Every record is to be duplicated exactly as it reads, without its images.

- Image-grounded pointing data
╔══

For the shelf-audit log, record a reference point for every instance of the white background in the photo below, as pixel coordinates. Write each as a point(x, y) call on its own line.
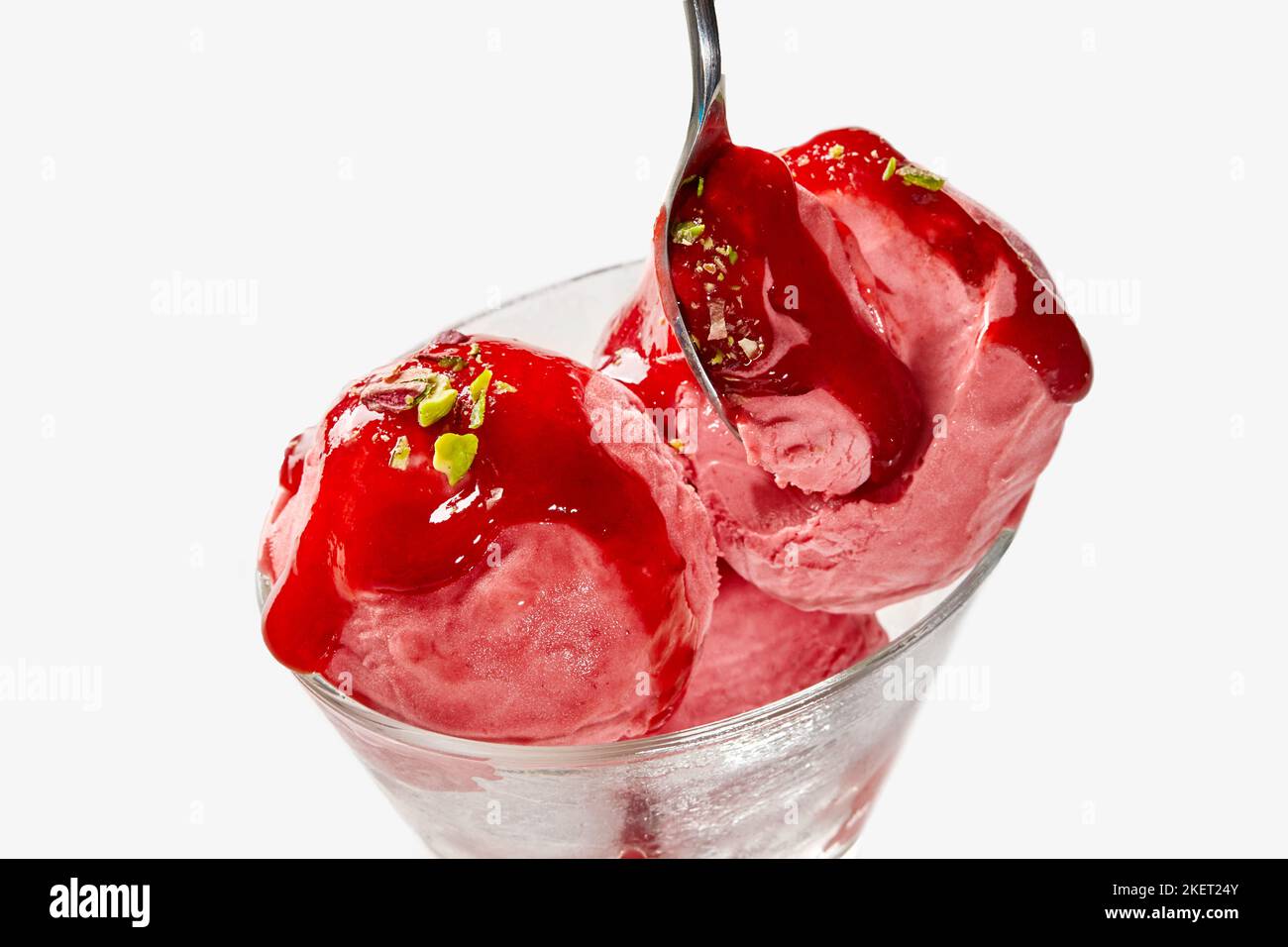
point(378, 170)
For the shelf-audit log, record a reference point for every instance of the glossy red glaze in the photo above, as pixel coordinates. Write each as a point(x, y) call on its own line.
point(854, 161)
point(375, 528)
point(769, 315)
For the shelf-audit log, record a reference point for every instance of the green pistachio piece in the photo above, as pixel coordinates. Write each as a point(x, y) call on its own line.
point(454, 455)
point(400, 454)
point(919, 176)
point(687, 232)
point(478, 394)
point(439, 398)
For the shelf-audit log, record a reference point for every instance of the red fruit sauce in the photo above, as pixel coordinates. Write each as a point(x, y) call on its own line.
point(376, 528)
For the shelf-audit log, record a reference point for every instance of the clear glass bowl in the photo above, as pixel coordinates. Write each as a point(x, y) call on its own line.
point(793, 779)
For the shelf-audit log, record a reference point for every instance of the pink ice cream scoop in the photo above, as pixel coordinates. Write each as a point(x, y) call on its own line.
point(894, 493)
point(488, 540)
point(760, 650)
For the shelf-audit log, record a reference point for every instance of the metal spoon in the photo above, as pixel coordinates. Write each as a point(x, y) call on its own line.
point(707, 131)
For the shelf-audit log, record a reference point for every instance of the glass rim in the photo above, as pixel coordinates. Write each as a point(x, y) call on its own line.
point(553, 757)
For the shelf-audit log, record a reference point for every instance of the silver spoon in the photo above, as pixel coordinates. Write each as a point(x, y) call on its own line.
point(707, 131)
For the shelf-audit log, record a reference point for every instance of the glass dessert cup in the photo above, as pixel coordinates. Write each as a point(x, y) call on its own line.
point(793, 779)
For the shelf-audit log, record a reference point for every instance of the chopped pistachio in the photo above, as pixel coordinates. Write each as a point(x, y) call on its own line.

╚══

- Exercise answer
For the shelf-audit log, record a reference point for every instance of the white background in the photo below, as pixel coordinates. Write each as a point(x, y) call on its own line.
point(378, 170)
For the shelf-audit log, record a reference point for every instance of the glossy red glaze in the photo above, as pixel coordinates. Write each as a point(x, y) call on its own line.
point(854, 161)
point(375, 528)
point(769, 315)
For the shelf-audit log, record a reference point for every instance of the green pistachio piece in the photo above, as pixel coordinates. Write each as a point(x, y) call on its own line.
point(454, 455)
point(400, 454)
point(919, 176)
point(687, 232)
point(478, 394)
point(439, 398)
For the shelf-audit log, record a reference point for every instance of the red fruit sauce in the photo above, as pixel coordinates. Write each as a point(x, y) call on its own line.
point(376, 528)
For the shelf-audit log, record a reference point for every instance of the clear glass bowl in the photo above, as pixel coordinates. Write each as a point(x, y) call on its own line.
point(793, 779)
For the shelf-audit log, record a reference point for every instance of the pink ice cream scoop in the photo above, as pixel coordinates. Write each as a point(x, y) call on its own line.
point(894, 493)
point(488, 540)
point(760, 650)
For the shelf-audit log, record a reference point for every instance of the metal spoon in the photo above, as pixel coordinates. Write each as a point(x, y) call on its own line.
point(707, 131)
For the shelf-audit log, record a reference point for every instance of the glass rim in the photo above, as pixel coordinates. Write each as a point(x, y) call on its own line.
point(553, 757)
For the shelf-audit log, record a reference point for every instance of the silver spoon in the photo above, as pixel coordinates. Write each as a point(x, y) call on its own line.
point(707, 131)
For the shelf-audit log, record a reference point for every instance of the glass dessert cup in the photo above, as pixel coordinates. Write each as a point(x, y) call on its own line.
point(793, 779)
For the shelf-audit log, record a reference point for every instance of the chopped pistachio in the photo above, as pixel coordinates. Write each as a point(x, y) call on its own line.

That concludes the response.